----- Исходный текст -----
Диалогическое пространство

Диалогическое пространство

Цель данной статьи – рассмотреть некоторые особенности психотерапевтического пространства. Одна из гипотез, которые и подтолкнули к изучению этой темы, звучит для меня так: лечат не только техники и терапевтические отношения, но и особое диалогически-личностное пространство, создаваемое терапевтом и клиентом. Эта гипотеза родилась из моего интереса к сходству процессов, происходящих в театре и психотерапии. Ведь в терапии клиент получает возможность прожить и проиграть заново какие-либо ситуации из своей жизни, и психотерапевт поочередно может быть режиссером, предлагая клиенту пережить заново прошлую ситуацию, актером, когда исполняет роль значимого другого (стоит оговорить, что психотерапевт не играет те чувства, которых у него нет, а привносит в терапевтический контекст то, что чувствует на самом деле, тем самым побуждая клиента к ответным реакциям). Идея Станиславского о предполагаемых обстоятельствах очень похожа на совмещение контекстов «там и тогда» со «здесь и сейчас». Но чем дальше я размышлял над этим, тем глубже становилось понимание того, что если и говорить о сходстве, то дело не в ролях, принимаемых терапевтом и клиентом, и не в проигрывании незавершенных ситуаций, а в особом пространстве, которое возникает благодаря отношениям терапевт-клиент. Как в театре формируется особое пространство, благодаря которому изменяется смысл слов и действий актеров (конечно, актеры участвуют в возникновении этого пространства), так и в психотерапии происходит нечто похожее, влияющее на само содержание и протекание терапевтической сессии.
----- Фрагменты записей -----
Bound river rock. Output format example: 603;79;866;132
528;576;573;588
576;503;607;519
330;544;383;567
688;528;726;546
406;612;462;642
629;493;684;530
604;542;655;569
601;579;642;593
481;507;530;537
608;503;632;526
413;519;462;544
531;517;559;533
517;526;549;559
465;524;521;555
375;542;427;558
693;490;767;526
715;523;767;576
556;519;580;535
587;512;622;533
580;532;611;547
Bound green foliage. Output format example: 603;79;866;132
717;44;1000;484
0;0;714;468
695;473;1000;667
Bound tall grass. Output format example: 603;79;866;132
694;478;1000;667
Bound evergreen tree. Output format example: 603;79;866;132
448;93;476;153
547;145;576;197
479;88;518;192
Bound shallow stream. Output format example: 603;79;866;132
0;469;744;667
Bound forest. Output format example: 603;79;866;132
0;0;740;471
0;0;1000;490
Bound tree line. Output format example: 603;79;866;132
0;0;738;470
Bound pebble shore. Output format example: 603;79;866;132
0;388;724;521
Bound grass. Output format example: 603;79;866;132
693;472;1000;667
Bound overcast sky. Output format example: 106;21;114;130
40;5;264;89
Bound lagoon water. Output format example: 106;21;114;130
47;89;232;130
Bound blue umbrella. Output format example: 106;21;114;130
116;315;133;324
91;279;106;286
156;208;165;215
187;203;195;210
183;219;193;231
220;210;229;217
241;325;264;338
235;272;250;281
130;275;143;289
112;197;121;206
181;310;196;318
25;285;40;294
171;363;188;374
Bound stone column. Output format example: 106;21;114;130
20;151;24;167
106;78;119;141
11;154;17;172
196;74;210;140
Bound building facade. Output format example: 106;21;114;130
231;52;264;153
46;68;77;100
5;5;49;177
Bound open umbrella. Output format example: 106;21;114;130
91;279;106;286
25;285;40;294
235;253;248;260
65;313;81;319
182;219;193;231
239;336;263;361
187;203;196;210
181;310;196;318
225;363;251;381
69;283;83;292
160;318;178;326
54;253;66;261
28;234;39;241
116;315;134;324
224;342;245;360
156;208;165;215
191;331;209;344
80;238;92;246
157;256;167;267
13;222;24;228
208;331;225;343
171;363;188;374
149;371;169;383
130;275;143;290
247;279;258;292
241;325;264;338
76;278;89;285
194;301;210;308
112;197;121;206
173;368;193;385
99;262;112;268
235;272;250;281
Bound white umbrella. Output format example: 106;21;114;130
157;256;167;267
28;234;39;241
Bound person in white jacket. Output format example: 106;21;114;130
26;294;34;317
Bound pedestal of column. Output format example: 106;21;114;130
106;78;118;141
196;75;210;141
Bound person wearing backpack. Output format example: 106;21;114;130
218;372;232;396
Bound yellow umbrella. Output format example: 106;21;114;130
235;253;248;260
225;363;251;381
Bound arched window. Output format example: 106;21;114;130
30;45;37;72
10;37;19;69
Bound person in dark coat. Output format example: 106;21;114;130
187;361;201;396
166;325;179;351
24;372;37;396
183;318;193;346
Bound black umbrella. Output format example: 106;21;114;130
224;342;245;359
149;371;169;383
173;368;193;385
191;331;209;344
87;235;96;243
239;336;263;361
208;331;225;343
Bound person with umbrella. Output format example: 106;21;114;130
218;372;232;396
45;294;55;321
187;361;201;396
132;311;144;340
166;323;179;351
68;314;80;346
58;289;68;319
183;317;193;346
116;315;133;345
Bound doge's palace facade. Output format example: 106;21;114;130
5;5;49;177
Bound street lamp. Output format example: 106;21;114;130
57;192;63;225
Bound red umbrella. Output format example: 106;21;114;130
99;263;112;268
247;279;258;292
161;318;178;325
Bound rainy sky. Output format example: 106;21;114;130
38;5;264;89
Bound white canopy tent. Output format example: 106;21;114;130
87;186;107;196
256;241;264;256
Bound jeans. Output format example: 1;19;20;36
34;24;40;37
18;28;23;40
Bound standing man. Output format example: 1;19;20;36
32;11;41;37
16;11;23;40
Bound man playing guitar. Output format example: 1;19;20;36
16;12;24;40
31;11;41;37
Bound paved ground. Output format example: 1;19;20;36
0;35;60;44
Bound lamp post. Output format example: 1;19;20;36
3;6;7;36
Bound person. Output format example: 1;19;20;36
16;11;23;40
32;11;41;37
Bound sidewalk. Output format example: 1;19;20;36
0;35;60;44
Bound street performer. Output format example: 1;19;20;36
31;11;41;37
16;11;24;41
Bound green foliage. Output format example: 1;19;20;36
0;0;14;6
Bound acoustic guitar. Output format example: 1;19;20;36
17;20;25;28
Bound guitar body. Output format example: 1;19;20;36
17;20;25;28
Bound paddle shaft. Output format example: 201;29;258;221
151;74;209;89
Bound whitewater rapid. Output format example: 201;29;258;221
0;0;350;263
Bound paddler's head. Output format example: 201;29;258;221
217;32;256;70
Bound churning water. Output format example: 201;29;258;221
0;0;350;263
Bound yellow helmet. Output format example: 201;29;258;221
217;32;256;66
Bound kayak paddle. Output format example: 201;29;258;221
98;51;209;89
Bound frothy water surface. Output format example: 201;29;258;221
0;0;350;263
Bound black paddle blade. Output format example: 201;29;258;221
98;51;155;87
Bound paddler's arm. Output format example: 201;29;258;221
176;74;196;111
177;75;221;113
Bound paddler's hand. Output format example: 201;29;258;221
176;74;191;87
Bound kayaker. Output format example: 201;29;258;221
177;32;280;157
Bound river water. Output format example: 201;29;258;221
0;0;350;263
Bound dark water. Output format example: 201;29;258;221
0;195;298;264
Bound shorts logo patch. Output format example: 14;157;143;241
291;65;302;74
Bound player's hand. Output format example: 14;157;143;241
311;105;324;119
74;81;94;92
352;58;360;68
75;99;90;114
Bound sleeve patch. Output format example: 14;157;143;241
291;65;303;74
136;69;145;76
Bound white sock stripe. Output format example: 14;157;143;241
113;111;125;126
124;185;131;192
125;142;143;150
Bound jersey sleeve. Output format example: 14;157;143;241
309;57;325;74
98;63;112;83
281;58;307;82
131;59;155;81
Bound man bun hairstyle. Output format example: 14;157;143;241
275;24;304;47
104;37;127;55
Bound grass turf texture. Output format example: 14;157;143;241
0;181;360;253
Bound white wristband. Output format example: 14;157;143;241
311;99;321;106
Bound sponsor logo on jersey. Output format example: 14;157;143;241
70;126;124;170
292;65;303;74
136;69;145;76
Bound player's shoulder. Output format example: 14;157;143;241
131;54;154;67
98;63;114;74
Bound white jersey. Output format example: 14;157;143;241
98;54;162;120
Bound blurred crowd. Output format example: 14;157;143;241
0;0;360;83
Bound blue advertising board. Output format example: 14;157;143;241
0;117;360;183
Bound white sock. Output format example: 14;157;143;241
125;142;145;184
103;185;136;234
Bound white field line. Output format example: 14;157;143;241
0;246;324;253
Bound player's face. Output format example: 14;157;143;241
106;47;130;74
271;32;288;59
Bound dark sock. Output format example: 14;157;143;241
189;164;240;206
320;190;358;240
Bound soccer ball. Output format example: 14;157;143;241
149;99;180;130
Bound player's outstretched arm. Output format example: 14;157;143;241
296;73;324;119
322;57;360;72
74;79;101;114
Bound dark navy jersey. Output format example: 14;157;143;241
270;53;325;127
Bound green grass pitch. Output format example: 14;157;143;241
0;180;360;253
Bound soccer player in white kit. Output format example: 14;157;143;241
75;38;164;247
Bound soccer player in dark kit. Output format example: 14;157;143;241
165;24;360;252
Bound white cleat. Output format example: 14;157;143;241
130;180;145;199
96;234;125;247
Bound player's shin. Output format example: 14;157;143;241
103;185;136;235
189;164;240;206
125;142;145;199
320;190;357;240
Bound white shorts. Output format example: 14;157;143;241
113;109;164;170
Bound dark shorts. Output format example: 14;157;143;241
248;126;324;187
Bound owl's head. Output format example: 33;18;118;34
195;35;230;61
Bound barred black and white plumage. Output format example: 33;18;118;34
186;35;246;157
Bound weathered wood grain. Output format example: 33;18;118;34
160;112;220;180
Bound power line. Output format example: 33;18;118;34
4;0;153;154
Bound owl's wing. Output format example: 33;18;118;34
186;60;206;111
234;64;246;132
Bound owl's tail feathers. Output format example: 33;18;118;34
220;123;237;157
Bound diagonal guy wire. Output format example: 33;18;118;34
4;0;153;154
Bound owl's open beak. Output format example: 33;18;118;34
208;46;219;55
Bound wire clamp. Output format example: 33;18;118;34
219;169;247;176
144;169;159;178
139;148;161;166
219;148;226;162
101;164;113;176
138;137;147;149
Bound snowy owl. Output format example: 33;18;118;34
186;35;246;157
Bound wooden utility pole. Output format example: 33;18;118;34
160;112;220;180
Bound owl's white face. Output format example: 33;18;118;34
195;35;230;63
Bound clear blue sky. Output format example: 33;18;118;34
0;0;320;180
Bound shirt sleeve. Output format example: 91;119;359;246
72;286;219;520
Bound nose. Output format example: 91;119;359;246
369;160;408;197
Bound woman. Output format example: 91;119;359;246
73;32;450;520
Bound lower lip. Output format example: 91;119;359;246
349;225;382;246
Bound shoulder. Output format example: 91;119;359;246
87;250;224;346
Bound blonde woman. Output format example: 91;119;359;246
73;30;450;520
-----
Задачи
**1)** Оформите в виде нумерованного списка строки листинга от самого начала до строки с «47;89;232;130» включительно, пропустив пустые строки.
**2)** Напишите продолжение статьи о диалогическом пространстве в психотерапии, начиная сразу после её последнего предложения.

Результаты выполнения
**1)**
1. Bound river rock. Output format example: 603;79;866;132
2. 528;576;573;588
3. 576;503;607;519
4. 330;544;383;567
5. 688;528;726;546
6. 406;612;462;642
7. 629;493;684;530
8. 604;542;655;569
9. 601;579;642;593
10. 481;507;530;537
11. 608;503;632;526
12. 413;519;462;544
13. 531;517;559;533
14. 517;526;549;559
15. 465;524;521;555
16. 375;542;427;558
17. 693;490;767;526
18. 715;523;767;576
19. 556;519;580;535
20. 587;512;622;533
21. 580;532;611;547
22. Bound green foliage. Output format example: 603;79;866;132
23. 717;44;1000;484
24. 0;0;714;468
25. 695;473;1000;667
26. Bound tall grass. Output format example: 603;79;866;132
27. 694;478;1000;667
28. Bound evergreen tree. Output format example: 603;79;866;132
29. 448;93;476;153
30. 547;145;576;197
31. 479;88;518;192
32. Bound shallow stream. Output format example: 603;79;866;132
33. 0;469;744;667
34. Bound forest. Output format example: 603;79;866;132
35. 0;0;740;471
36. 0;0;1000;490
37. Bound tree line. Output format example: 603;79;866;132
38. 0;0;738;470
39. Bound pebble shore. Output format example: 603;79;866;132
40. 0;388;724;521
41. Bound grass. Output format example: 603;79;866;132
42. 693;472;1000;667
43. Bound overcast sky. Output format example: 106;21;114;130
44. 40;5;264;89
45. Bound lagoon water. Output format example: 106;21;114;130
46. 47;89;232;130

**2)**
Перед рассмотрением психотерапевтического пространства хочется изложить идеи об атмосфере Михаила Чехова, который рассматривает атмосферу как душу спектакля; дух спектакля – это идея, заложенная в нем, а душа спектакля – это та атмосфера, в которой протекает и которую излучает спектакль. Он говорит о душе живого существа, которое называется «спектакль». Чехов отмечает, что атмосфера имеет известную самостоятельность по отношению к вызвавшим ее причинам, например, уличная катастрофа, множество людей, каждый настроен по-своему. Настроение пострадавшего, виновника катастрофы, сочувствующего зрителя, полицейского и т.д. различны. Но атмосфера уличной катастрофы одна. Она царит над всеми, она самостоятельна и не сходна ни с одной причиной, ее вызвавшей.

Различные атмосферы – все они имеют самостоятельную жизнь. И спектакль, живой спектакль может и должен иметь такую самостоятельную атмосферу, иметь такую душу. Ни идея, ни внешняя форма не могут дать жизнь спектаклю без души, без атмосферы он всегда остается холодным. Благодетельное и созидающее действие душевной атмосферы не исчерпывается тем, о чем мы говорили. Атмосфера обладает еще одним поразительным свойством: «Возникшая атмосфера влияет обратно на причины, ее вызывающие ,и рождает из себя новые факты, дотоле не существовавшие».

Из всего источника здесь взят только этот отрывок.